Pictures stay out; everything else from the first line of the entries down through the line with "pixel 420 397" gets copied exactly.
========================================
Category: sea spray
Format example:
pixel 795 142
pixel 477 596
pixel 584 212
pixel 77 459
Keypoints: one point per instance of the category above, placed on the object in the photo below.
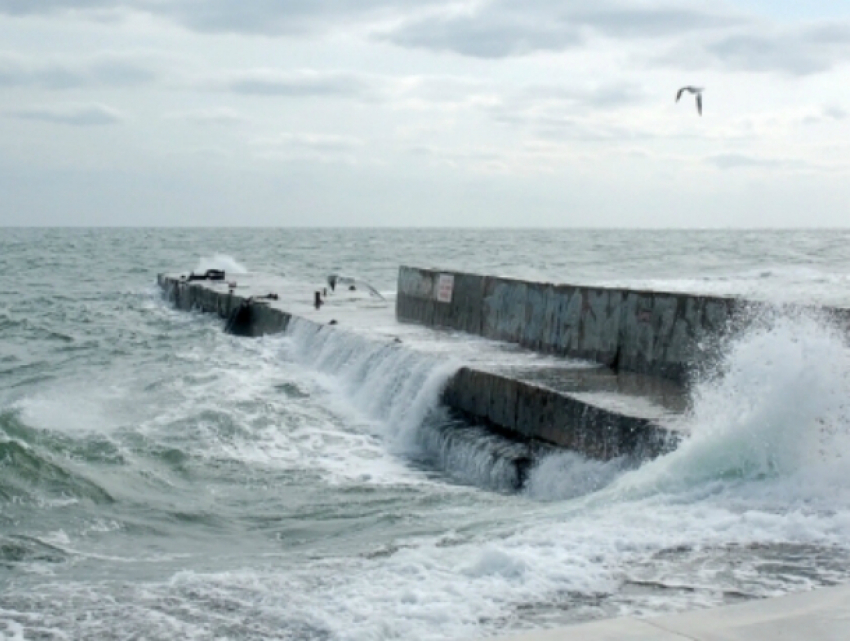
pixel 399 389
pixel 778 406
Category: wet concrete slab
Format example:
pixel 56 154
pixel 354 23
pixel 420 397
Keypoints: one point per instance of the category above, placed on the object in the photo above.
pixel 566 402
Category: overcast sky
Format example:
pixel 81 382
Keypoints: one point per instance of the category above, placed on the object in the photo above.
pixel 424 113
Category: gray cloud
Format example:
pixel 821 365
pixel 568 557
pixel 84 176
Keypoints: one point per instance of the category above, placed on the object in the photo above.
pixel 507 27
pixel 745 161
pixel 81 115
pixel 211 116
pixel 499 35
pixel 270 82
pixel 103 70
pixel 27 7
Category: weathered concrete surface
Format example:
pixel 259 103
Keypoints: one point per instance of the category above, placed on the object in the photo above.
pixel 639 331
pixel 655 333
pixel 585 408
pixel 819 615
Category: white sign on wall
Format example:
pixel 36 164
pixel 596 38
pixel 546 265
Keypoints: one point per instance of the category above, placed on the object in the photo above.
pixel 445 288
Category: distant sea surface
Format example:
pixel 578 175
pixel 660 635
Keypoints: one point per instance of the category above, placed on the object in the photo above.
pixel 160 479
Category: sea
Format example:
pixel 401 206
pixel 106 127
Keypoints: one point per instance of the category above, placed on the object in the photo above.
pixel 161 479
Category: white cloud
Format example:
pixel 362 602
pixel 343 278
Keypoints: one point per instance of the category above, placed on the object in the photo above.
pixel 80 115
pixel 105 69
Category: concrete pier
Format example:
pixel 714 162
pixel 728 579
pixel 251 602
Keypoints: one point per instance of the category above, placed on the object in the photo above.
pixel 664 335
pixel 568 403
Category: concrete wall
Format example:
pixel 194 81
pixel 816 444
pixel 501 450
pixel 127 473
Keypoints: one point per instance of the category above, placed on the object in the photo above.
pixel 648 332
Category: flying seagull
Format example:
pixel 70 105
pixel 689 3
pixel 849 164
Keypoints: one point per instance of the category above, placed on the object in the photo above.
pixel 696 90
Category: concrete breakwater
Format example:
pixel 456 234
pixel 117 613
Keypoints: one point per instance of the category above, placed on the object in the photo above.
pixel 664 335
pixel 568 406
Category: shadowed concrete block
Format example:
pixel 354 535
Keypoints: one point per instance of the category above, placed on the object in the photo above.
pixel 514 406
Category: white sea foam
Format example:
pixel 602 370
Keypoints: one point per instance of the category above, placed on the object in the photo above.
pixel 220 261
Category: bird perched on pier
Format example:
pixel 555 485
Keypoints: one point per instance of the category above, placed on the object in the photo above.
pixel 694 90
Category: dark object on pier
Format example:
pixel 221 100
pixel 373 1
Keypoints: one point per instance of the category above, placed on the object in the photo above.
pixel 353 284
pixel 240 320
pixel 210 274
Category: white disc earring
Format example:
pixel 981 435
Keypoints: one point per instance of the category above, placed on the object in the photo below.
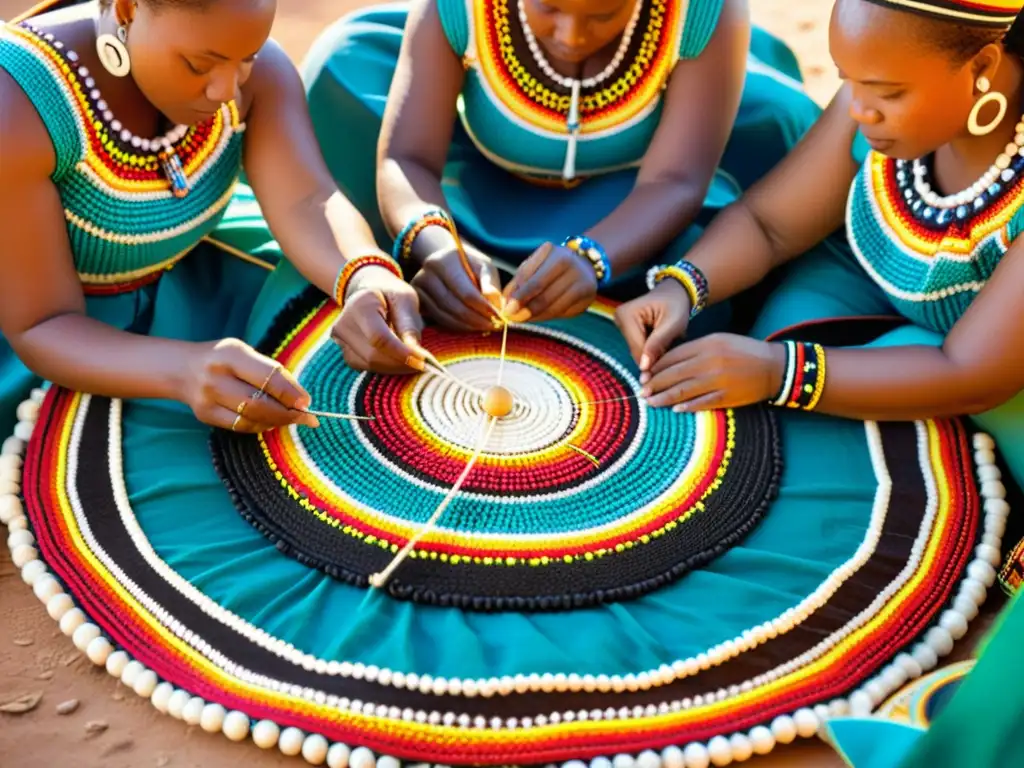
pixel 113 52
pixel 988 96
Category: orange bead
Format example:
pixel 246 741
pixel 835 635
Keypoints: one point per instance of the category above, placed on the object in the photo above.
pixel 497 401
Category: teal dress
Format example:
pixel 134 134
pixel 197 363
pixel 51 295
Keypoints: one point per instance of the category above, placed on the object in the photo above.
pixel 909 272
pixel 139 250
pixel 613 582
pixel 503 179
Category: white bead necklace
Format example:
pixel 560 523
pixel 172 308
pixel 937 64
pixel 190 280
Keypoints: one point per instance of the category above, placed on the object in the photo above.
pixel 576 85
pixel 999 170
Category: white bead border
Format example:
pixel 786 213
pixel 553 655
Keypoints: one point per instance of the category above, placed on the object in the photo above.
pixel 719 751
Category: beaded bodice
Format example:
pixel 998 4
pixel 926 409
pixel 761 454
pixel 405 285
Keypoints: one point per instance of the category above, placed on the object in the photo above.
pixel 516 114
pixel 931 260
pixel 133 206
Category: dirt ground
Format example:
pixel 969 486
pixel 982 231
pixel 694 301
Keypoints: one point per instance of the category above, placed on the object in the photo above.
pixel 36 658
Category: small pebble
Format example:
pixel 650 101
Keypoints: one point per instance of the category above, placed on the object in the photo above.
pixel 67 708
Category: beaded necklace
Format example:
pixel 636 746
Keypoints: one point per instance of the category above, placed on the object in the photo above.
pixel 914 180
pixel 572 124
pixel 142 157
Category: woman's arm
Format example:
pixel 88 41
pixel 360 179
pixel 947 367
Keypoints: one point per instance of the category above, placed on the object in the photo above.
pixel 317 227
pixel 796 206
pixel 416 130
pixel 42 307
pixel 700 105
pixel 979 367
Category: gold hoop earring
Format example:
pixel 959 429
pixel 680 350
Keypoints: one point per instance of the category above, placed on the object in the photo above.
pixel 113 52
pixel 1000 104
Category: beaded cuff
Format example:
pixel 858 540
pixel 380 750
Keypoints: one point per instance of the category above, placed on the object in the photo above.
pixel 594 254
pixel 353 265
pixel 402 248
pixel 805 376
pixel 689 276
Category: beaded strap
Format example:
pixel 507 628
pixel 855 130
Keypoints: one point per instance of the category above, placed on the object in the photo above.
pixel 402 248
pixel 595 254
pixel 353 265
pixel 689 276
pixel 804 380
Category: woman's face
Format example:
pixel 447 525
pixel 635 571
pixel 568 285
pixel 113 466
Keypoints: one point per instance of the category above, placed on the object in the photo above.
pixel 909 97
pixel 188 59
pixel 572 31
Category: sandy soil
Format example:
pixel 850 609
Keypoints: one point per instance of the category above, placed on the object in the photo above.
pixel 36 658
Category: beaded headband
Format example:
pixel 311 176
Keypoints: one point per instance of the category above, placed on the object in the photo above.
========================================
• _RESPONSE TO THE TASK_:
Category: sea spray
Format example:
pixel 795 142
pixel 477 596
pixel 584 212
pixel 77 459
Keypoints: one point per instance of the category above, placed on the object in the photo below.
pixel 399 389
pixel 778 406
Category: wet concrete slab
Format example:
pixel 56 154
pixel 354 23
pixel 420 397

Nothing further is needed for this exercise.